**SET OF TASKS**
A. Reproduce word for word the part of the Innocence Blog roundup below that begins at the words "Charges were dropped" and stops after "about 30 others.".
B. Carry on writing the Innocence Blog roundup below from the point where its text stops.

The week in review

10.03.08

A roundup of stories we didn’t get to on the Innocence Blog this week.


Charges were dropped this week

against Arthur Johnson, a Mississippi man who spent 16 years in prison for a rape he didn’t commit. Johnson was represented by attorneys at the Innocence Project New Orleans. More on his case next week.

Claude McCollum was released in 2007 after serving more than a year in Michigan prison for a murder he didn’t commit. He was released when evidence of his innocence began to surface,

but it wasn’t until this week that he heard an apology from prosecutors

. "I truly am deeply sorry," County Prosecutor Stuart Dunnings III said Sunday to McCollum during a talk at a local church attended by McCollum and about 30 others.

And New York exoneree Jeffrey Deskovic

protested outside the taping of a new reality

show featuring Jeanine Pirro, the district attorney who refused to grant DNA testing in Deskovic’s case while he was in prison. He was exonerated in 2006 when DNA proved his innocence of the 1989 murder for which he had been wrongfully convicted.

**RECORDED DATA**
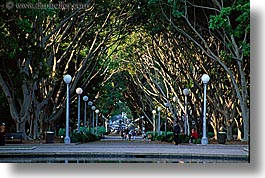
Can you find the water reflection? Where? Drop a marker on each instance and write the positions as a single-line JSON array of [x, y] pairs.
[[83, 160]]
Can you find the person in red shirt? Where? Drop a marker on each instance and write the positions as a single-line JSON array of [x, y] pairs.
[[194, 135]]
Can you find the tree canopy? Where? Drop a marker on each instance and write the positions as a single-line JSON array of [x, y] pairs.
[[131, 55]]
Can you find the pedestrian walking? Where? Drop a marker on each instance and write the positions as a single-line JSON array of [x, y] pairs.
[[134, 134], [176, 133]]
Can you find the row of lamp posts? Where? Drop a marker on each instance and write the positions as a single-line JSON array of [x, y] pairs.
[[67, 79], [205, 79]]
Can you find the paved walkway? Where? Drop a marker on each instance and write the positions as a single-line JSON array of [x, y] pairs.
[[112, 148]]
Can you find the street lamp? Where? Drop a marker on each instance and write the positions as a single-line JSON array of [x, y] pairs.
[[158, 120], [89, 103], [93, 123], [142, 118], [85, 98], [186, 121], [96, 111], [67, 79], [205, 79], [167, 106], [79, 91], [154, 121]]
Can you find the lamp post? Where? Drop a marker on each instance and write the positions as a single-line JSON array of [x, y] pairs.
[[167, 106], [93, 116], [67, 79], [158, 120], [89, 103], [142, 120], [154, 121], [96, 111], [186, 120], [85, 98], [205, 79], [78, 91]]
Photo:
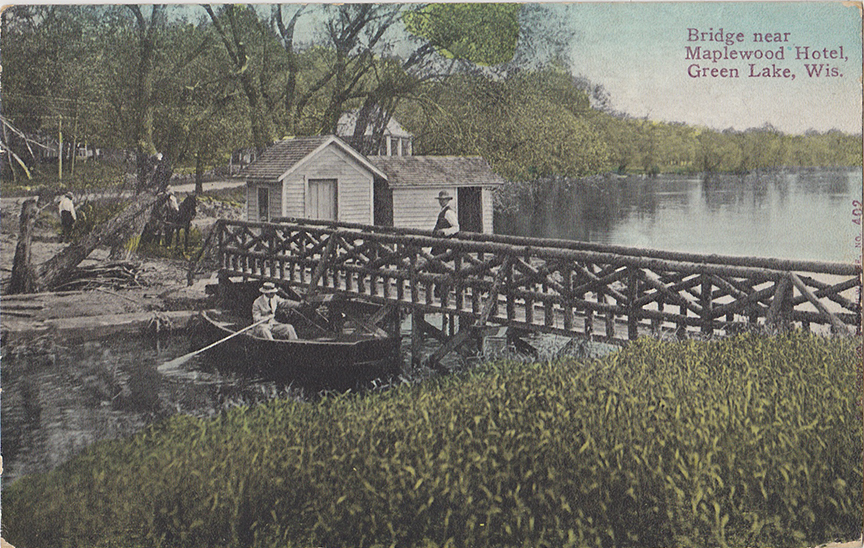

**ANSWERS FOR THE TASKS**
A.
Charges were dropped this week

against Arthur Johnson, a Mississippi man who spent 16 years in prison for a rape he didn’t commit. Johnson was represented by attorneys at the Innocence Project New Orleans. More on his case next week.

Claude McCollum was released in 2007 after serving more than a year in Michigan prison for a murder he didn’t commit. He was released when evidence of his innocence began to surface,

but it wasn’t until this week that he heard an apology from prosecutors

. "I truly am deeply sorry," County Prosecutor Stuart Dunnings III said Sunday to McCollum during a talk at a local church attended by McCollum and about 30 others.

B.
In addition to exonerating Arthur Johnson, Innocence Project New Orleans

issued a report

detailing cases in which New Orleans prosecutors failed to disclose critical evidence to defense attorneys, and calling on candidates for the office to improve evidence sharing practices in the future.

And an editorial in the Tuscaloosa News

praised the Alabama Supreme Court

for denying the state Attorney General’s request to set a new execution date for Tommy Arthur.